▸ **GOAL OF THE EXERCISE**
Could you reproduce only the data from the line with "Query: patio table" to the line with "(1051, 608)", substituting "bush" for "shrub" and leaving everything else unchanged?

::::

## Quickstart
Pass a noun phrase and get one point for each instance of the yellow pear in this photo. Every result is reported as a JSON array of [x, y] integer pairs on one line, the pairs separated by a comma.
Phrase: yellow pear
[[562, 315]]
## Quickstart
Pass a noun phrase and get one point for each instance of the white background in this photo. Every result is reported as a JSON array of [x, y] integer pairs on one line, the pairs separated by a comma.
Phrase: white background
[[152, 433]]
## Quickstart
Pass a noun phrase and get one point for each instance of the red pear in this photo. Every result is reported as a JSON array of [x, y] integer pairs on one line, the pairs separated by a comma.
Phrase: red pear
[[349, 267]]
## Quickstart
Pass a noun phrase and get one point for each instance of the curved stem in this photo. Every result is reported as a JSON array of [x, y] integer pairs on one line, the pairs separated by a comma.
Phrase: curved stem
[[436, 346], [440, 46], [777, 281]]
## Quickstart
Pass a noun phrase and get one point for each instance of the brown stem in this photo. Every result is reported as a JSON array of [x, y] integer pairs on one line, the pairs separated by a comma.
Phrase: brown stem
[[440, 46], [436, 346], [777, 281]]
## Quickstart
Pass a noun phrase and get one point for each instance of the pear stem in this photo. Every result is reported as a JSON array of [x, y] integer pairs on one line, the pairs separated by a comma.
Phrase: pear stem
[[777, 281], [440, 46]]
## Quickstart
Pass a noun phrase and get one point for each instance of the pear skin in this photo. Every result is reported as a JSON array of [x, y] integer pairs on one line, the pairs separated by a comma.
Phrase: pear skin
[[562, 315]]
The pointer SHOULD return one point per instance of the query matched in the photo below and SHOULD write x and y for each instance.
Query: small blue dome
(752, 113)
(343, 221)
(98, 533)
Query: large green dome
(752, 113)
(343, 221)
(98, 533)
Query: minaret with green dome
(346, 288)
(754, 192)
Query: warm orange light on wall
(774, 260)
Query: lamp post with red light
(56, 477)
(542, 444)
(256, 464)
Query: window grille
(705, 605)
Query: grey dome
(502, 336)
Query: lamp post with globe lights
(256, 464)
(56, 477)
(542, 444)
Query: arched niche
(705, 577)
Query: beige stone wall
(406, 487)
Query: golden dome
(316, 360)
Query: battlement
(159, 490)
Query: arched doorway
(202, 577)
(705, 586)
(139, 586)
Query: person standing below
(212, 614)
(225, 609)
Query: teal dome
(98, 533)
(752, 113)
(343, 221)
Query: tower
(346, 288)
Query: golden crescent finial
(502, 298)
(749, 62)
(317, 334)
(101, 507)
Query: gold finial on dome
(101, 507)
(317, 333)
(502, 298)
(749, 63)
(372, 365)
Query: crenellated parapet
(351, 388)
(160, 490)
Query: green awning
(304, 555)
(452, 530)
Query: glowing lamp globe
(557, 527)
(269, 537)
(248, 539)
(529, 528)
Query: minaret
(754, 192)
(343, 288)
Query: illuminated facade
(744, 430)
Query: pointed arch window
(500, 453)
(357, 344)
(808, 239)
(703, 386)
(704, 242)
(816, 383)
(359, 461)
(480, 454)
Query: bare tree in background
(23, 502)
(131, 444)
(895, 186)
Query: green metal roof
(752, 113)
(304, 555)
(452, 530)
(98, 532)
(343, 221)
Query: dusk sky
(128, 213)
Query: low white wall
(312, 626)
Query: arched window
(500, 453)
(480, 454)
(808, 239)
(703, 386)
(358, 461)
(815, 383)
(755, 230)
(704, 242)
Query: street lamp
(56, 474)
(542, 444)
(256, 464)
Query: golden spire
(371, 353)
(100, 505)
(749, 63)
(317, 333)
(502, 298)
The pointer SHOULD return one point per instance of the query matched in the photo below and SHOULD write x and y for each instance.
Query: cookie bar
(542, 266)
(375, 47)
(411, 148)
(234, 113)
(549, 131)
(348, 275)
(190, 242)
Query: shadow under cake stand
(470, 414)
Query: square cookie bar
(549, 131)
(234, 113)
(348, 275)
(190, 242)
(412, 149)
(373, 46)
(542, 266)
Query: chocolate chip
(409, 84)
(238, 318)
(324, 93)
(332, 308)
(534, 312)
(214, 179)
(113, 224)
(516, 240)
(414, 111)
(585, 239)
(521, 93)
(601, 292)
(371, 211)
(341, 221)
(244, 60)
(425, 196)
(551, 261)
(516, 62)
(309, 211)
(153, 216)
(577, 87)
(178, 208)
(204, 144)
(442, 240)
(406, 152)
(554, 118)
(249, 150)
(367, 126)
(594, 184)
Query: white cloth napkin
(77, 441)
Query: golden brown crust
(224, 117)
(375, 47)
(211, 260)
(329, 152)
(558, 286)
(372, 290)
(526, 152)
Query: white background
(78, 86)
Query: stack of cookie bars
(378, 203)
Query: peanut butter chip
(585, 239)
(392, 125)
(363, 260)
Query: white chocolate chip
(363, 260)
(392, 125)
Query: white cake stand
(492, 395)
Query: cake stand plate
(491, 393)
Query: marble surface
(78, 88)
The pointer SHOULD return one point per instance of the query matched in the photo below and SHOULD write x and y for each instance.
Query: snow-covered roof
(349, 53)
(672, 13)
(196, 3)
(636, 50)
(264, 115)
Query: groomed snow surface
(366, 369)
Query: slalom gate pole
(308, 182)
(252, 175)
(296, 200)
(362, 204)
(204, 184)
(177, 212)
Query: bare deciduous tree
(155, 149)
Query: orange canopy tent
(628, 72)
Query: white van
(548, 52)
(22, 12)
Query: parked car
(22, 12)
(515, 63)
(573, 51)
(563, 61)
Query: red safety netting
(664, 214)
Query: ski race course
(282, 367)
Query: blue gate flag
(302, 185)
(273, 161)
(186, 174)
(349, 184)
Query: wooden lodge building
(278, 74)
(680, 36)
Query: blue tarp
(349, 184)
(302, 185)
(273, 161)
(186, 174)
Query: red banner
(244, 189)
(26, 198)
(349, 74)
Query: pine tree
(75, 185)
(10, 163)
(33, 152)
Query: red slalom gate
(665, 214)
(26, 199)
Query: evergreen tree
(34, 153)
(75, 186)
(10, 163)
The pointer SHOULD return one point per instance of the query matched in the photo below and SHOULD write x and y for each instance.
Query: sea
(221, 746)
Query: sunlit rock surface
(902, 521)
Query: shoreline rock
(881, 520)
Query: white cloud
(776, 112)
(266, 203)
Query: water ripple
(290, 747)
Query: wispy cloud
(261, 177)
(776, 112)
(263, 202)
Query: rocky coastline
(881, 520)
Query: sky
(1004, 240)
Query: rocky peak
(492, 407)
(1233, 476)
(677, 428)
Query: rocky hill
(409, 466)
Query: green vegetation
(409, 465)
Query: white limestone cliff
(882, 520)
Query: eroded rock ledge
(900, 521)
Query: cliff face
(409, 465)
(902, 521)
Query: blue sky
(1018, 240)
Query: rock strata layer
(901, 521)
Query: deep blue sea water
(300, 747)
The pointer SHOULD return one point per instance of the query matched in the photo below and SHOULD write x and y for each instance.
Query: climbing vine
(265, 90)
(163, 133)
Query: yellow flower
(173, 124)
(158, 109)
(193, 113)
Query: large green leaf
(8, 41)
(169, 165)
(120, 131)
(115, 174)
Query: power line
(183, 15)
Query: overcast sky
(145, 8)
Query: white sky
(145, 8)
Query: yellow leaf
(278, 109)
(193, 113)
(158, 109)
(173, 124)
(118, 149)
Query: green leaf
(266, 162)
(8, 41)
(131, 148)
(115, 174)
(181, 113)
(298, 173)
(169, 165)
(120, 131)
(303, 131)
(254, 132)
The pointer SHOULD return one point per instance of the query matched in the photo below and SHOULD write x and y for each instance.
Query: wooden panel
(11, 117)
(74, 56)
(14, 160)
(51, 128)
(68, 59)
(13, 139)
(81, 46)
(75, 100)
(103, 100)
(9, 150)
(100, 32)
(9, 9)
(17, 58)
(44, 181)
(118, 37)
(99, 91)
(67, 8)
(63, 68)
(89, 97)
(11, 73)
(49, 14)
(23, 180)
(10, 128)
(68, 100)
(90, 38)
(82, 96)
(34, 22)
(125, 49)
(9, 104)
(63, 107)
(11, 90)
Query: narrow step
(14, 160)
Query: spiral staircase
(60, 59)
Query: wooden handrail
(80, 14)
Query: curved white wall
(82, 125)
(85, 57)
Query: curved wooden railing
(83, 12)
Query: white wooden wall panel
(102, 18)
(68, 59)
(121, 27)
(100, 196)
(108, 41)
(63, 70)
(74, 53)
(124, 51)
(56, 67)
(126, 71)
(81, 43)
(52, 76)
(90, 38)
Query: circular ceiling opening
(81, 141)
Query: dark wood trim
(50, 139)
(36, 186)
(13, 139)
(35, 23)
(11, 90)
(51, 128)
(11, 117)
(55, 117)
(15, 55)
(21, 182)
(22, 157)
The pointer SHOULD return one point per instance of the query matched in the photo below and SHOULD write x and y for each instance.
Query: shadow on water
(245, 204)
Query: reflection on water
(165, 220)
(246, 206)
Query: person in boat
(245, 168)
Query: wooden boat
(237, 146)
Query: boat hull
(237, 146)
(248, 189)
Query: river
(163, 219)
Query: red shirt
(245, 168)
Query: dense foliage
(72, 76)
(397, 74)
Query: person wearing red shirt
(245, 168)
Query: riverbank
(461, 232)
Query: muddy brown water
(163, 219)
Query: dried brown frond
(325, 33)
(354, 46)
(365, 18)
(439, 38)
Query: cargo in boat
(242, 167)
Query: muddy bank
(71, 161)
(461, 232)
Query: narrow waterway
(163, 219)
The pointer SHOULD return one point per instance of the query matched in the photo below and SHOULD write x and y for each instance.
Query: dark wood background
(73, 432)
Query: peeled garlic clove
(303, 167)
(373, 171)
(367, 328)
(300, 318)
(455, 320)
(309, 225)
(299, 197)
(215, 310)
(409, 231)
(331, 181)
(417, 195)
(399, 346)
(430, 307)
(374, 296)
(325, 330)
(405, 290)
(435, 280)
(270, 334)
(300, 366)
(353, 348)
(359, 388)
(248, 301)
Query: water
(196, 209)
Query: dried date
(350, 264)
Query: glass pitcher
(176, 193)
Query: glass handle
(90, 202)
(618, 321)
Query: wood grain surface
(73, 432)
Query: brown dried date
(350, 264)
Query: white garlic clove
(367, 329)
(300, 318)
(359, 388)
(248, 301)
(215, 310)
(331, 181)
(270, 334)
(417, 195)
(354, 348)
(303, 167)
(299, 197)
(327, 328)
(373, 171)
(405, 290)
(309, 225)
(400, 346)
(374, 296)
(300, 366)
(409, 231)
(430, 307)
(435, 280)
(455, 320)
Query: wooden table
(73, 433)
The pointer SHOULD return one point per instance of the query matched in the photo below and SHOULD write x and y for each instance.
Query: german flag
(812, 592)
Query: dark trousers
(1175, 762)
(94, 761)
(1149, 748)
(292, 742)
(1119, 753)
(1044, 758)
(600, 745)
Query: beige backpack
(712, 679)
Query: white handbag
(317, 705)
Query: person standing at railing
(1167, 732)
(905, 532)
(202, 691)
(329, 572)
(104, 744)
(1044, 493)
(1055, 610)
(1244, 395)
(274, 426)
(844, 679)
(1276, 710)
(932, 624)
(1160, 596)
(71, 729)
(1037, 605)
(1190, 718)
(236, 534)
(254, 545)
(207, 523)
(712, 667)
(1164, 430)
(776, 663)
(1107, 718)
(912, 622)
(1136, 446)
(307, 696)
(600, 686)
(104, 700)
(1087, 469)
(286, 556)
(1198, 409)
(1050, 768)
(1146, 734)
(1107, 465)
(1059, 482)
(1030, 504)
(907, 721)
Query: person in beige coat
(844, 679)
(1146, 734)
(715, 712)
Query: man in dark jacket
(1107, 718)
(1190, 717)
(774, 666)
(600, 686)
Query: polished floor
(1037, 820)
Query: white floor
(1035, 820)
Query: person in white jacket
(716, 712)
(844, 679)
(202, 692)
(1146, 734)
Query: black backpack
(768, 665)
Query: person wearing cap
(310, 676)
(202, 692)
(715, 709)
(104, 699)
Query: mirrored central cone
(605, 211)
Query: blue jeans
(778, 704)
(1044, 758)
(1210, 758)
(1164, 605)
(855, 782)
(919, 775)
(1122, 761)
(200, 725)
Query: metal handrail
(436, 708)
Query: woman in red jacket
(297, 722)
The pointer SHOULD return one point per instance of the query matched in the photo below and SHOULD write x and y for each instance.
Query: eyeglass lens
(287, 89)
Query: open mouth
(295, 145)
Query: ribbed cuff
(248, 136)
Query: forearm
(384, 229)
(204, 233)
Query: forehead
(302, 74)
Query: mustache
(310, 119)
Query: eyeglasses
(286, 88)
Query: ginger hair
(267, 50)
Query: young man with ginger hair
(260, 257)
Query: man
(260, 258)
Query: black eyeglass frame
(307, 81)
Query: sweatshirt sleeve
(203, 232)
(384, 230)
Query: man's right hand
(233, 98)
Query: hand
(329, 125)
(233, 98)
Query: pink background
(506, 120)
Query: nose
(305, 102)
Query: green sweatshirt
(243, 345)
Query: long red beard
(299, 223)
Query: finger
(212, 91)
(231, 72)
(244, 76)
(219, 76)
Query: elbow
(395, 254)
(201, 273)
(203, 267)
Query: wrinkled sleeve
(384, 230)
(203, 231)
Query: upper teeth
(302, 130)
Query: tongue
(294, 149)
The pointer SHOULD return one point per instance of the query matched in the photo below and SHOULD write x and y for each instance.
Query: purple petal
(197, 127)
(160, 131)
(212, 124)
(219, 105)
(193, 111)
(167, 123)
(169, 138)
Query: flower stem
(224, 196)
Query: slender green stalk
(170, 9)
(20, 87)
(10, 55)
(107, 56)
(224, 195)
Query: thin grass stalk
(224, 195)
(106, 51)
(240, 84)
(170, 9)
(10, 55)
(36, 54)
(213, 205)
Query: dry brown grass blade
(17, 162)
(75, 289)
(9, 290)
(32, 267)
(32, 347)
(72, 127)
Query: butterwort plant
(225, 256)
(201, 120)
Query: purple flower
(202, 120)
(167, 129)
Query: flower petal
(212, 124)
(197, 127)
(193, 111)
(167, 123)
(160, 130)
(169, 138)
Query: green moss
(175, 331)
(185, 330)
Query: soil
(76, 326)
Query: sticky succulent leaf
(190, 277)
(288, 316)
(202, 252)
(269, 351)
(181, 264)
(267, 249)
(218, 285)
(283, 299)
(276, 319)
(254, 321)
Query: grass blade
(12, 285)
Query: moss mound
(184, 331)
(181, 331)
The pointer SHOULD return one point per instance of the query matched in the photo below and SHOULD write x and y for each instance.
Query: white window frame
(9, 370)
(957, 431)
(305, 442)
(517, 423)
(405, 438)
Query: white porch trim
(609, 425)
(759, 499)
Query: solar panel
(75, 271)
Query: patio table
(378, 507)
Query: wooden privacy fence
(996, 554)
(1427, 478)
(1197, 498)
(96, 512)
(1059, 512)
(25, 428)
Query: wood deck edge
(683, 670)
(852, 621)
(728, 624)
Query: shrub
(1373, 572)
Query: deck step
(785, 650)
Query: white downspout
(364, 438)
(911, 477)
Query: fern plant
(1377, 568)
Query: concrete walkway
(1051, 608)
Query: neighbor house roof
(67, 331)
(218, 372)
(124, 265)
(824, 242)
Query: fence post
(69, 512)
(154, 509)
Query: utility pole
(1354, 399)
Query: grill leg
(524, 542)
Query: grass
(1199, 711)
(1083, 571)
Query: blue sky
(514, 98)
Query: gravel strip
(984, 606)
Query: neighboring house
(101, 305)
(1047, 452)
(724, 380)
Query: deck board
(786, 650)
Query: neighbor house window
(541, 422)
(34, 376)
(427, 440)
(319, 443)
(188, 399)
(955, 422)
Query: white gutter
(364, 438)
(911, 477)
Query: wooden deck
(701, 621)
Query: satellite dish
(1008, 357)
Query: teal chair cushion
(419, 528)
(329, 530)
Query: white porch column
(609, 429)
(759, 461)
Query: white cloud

::::

▸ **RESULT BELOW**
Query: patio table
(378, 507)
Query: wooden privacy fence
(996, 554)
(1427, 478)
(1197, 498)
(96, 512)
(1059, 512)
(25, 428)
Query: wood deck edge
(683, 670)
(852, 621)
(728, 624)
Query: bush
(1373, 572)
Query: deck step
(785, 650)
Query: white downspout
(364, 438)
(911, 477)
Query: fern plant
(1377, 568)
Query: concrete walkway
(1051, 608)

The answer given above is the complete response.